(Beginning of Reading passage)
Integrated confocal Raman-fluorescence microscopy for intracellular protein and lipid imaging in neural stem cell cultures

Project ID: 2020_011
1st supervisor: Mads Bergholt (Centre for Craniofacial and Regenerative Biology)
2nd supervisor: Andrea Serio (Centre for Craniofacial and Regenerative Biology)
Project type: Experimental

Project overview

Lipids of the nervous system have major consequences for brain structure, function, behaviour and diseases. State-of-the-art fluorescence microscopy is specific for proteins but offers no insights into lipids. The goal of this PhD project is to drive forward a new paradigm of microscopy that enables fully correlative lipid and protein imaging. We will introduce a ground-breaking new confocal fluorescence microscope through novel integration with confocal Raman spectroscopy. We will develop a pipeline for correlative protein and lipid imaging from the cellular to tissue scale. We will finally apply the technique to characterise lipid composition, lipid rafts dynamics and time-dependent changes in elongating spinal cord axons and cortical axons.

Exploring the mechanisms of action of dietary polyphenols in the vascular system across scales

Project ID: 2020_012
1st supervisor: Carla Molteni (Department of Physics)
2nd supervisor: Ana Rodriguez-Mateos (Division of Diabetes and Nutritional Sciences)
Project type: Computational/Experimental

Project Overview

Cardiovascular disease is less common in premenopausal women, suggesting vascular benefits of estrogen. Clinical studies have highlighted that a diet rich in polyphenols present in berries can improve vascular function in women. The structure of such polyphenols has similarities to estrogen and they may therefore interact with estrogen receptors. We will explore whether and how selected phenolic metabolites, in which the ingested polyphenols are transformed after consumption, interact with estrogen receptors through innovative computer simulation methods to elucidate their potential mechanisms of action at the molecular level. This will complement in vitro and in vivo studies to elucidate how the molecular details translate across the cellular and macroscopic scales.

The impact of topography-induced local cytoskeletal rearrangement on metabolic cell requirements

Project ID: 2020_013
1st supervisor: Ciro Chiappini (Centre for Craniofacial and Regenerative Biology)
2nd supervisor: Andrea Serio (Centre for Craniofacial and Regenerative Biology)
Project type: Experimental

Project Overview

Topographical cues are widely investigated as microenvironmental stimuli for stem cells differentiation in regenerative medicine. In particular, we have recently shown that high aspect ratio nanomaterials (nanoneedles) stimulate directly multiple elements of the cell, inducing local rearrangements of endocytic vesicles, cytoskeleton, and nuclear envelope. Yet, to date there is no systematic study focusing on how these dramatic rearrangements impact the organelle shuttling and distribution across cell compartments or how organelle dynamics are carried through these strongly altered networks. In this project we will focus on the effect of cytoskeletal local pinning, wrapping and sharp bending around nanoneedles on shuttling dynamics, biogenesis and function of mitochondria in neural progenitors, neurons and astrocytes.
(End of Reading passage)
(Beginning of Entries supplied)
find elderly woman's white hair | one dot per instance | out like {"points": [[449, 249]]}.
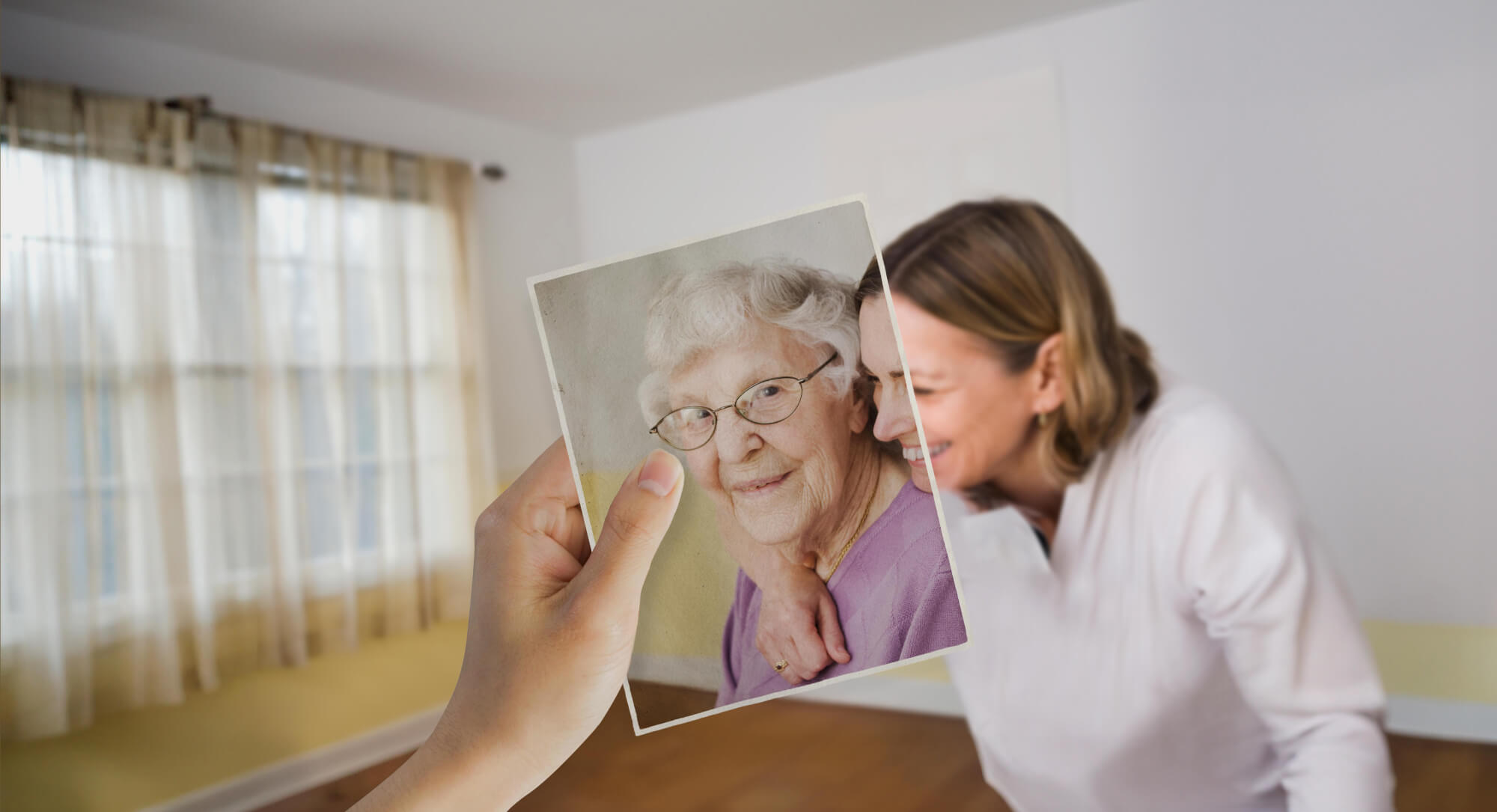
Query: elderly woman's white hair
{"points": [[703, 311]]}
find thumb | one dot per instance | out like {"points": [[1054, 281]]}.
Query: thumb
{"points": [[632, 532], [832, 629]]}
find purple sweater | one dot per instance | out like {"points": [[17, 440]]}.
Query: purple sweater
{"points": [[894, 592]]}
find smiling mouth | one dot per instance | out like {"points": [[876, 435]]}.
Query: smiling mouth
{"points": [[760, 486], [912, 453]]}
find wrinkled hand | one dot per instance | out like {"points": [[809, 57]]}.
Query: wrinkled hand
{"points": [[552, 628], [799, 623]]}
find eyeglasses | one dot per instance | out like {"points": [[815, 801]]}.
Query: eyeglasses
{"points": [[764, 403]]}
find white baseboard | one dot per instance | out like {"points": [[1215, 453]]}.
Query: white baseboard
{"points": [[308, 770], [1442, 719], [1406, 715]]}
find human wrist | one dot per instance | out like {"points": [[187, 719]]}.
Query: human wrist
{"points": [[487, 767]]}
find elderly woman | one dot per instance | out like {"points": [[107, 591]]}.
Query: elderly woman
{"points": [[755, 382]]}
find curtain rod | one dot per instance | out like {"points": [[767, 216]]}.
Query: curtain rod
{"points": [[201, 107]]}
(End of Entries supplied)
▶ Assigned task 1
From the PhD project listings, write out the stretch from "Lipids of the" through "and cortical axons.".
▶ Assigned task 2
List every project ID given in the PhD project listings.
The rows have no connection to the PhD project listings.

▶ Problem solution 1
Lipids of the nervous system have major consequences for brain structure, function, behaviour and diseases. State-of-the-art fluorescence microscopy is specific for proteins but offers no insights into lipids. The goal of this PhD project is to drive forward a new paradigm of microscopy that enables fully correlative lipid and protein imaging. We will introduce a ground-breaking new confocal fluorescence microscope through novel integration with confocal Raman spectroscopy. We will develop a pipeline for correlative protein and lipid imaging from the cellular to tissue scale. We will finally apply the technique to characterise lipid composition, lipid rafts dynamics and time-dependent changes in elongating spinal cord axons and cortical axons.

▶ Problem solution 2
2020_011
2020_012
2020_013